### Instructions to follow
Write out everything from "An official said" down to "least two months." in the article below on flooding in India's northeast, word for word.

### Supplied text
Will this be the fate too of roads and rails planned to link this landlocked region with South and Southeast Asia?

Rains Submerge Infrastructure in India’s Northeast

Derailed trains by the floods at Haflong railway station, Assam, India, May 2022.

Credit: Samsul Alam

While a vast part of India continues to sizzle under excessive heat, the country’s northeast has been devastated by floods and landslides again, with as many as five states being adversely impacted due to incessant rains for the past two weeks.

Assam has been the worst affected with at least nine people dead and nearly 0.7 million people affected across 27 districts in the state.  Around 48,000 people who were compelled to leave their homes have been shifted to 248 relief camps established by the government.

The hill district of Dima Hasao and Cachar in the southern part of the state are the worst-affected with massive landslides at several locations that have completely ruptured the rail network.  The deluge has derailed trains at Haflong railway station and tunnels through the hills are under water. The railways have stated in a report that the landslides across the Lumding – Badarpur hill section at Dima Hasao has completely disrupted rail communication with the border states of Tripura, Manipur and Mizoram since May 14.

The worsening situation prompted the government to deploy the Indian Army and Assam Rifles to carry out rescue operations in Cachar.

An official said that the Tripura government has prepared a contingency plan for supply of essential items by road from Assam as restoration of the railway network that has been thrown out of gear by landslides in the neighboring state will take at least two months.

[Point annotations for photos]
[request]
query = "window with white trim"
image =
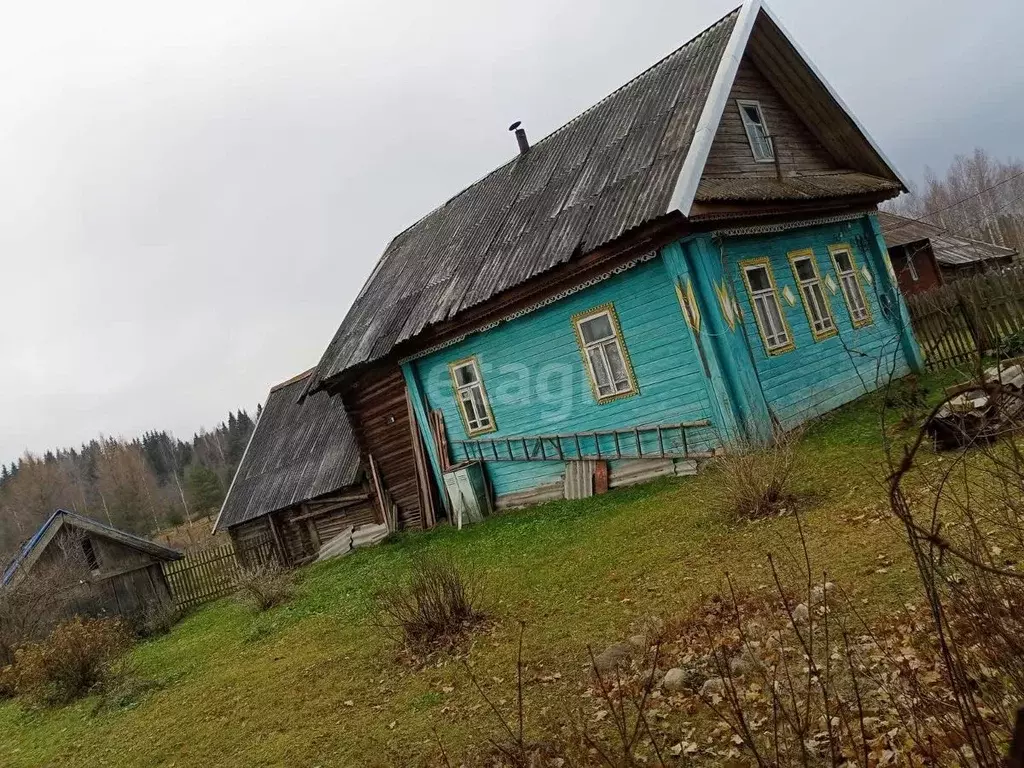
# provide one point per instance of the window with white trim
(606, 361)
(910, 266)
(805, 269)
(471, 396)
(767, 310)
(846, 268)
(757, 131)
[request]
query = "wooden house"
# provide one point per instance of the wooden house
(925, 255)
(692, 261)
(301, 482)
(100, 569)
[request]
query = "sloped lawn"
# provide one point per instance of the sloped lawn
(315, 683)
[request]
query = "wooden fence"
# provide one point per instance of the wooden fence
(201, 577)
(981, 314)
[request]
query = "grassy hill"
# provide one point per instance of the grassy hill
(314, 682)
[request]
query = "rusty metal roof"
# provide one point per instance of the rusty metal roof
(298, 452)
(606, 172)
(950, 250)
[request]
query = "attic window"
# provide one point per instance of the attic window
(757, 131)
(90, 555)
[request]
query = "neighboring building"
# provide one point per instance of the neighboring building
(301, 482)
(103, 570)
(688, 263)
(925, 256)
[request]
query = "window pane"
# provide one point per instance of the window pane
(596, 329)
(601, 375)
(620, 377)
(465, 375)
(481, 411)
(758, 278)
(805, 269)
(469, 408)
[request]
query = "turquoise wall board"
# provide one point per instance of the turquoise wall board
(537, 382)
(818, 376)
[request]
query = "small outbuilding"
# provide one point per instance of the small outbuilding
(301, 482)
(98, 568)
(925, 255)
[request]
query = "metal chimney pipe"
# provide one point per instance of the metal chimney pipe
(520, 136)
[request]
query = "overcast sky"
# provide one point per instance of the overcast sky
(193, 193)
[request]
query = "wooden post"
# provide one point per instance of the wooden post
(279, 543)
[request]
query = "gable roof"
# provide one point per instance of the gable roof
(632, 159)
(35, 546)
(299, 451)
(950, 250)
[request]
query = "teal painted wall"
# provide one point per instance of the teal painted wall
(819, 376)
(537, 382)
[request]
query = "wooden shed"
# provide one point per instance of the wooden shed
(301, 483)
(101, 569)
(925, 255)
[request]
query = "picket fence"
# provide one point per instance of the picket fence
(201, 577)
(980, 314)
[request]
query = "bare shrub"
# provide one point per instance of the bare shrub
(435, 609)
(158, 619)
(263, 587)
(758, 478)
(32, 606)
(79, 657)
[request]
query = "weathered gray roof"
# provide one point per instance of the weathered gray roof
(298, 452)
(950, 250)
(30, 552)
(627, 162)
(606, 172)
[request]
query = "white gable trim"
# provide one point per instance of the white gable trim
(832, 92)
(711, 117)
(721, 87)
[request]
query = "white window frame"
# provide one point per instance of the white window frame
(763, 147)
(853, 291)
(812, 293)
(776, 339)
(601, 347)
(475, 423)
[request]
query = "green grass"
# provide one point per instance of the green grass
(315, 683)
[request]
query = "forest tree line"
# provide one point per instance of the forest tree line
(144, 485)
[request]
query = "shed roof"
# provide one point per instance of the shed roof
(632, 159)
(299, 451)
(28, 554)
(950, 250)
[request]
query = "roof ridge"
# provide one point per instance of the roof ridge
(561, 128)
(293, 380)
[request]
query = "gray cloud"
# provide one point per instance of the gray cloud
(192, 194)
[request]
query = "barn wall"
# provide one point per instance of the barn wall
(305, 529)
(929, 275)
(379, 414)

==

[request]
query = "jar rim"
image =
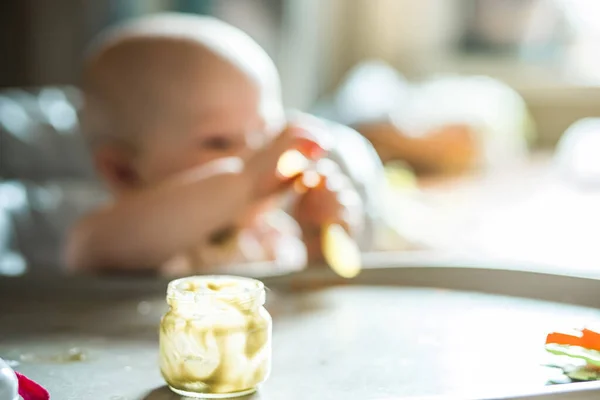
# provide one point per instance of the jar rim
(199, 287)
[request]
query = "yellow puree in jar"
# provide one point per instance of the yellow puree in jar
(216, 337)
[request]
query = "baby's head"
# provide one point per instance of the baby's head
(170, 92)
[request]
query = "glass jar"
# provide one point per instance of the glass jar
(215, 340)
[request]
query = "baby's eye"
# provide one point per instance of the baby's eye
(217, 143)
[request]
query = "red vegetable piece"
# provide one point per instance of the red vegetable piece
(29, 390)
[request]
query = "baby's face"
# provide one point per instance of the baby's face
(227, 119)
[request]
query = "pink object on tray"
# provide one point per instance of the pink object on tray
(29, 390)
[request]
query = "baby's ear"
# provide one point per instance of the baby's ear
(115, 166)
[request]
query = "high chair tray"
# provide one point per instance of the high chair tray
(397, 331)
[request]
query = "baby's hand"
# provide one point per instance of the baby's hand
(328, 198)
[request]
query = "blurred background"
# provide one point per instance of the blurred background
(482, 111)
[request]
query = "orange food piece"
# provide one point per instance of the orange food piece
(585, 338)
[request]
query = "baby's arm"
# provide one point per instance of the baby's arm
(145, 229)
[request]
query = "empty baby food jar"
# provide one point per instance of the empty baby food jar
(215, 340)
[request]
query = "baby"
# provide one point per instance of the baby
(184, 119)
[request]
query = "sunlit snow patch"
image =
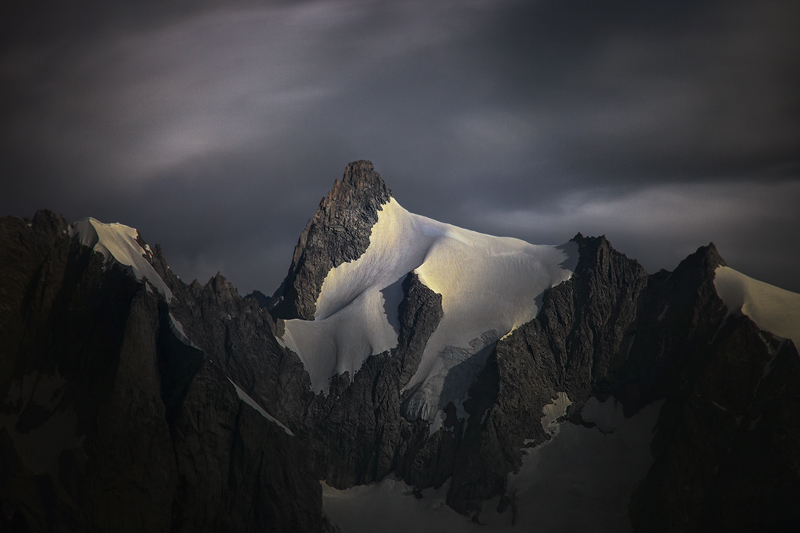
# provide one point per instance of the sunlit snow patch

### Solved exercise
An official said that the Tripura government has prepared a contingency plan for supply of essential items by road from Assam as restoration of the railway network that has been thrown out of gear by landslides in the neighboring state will take at least two months.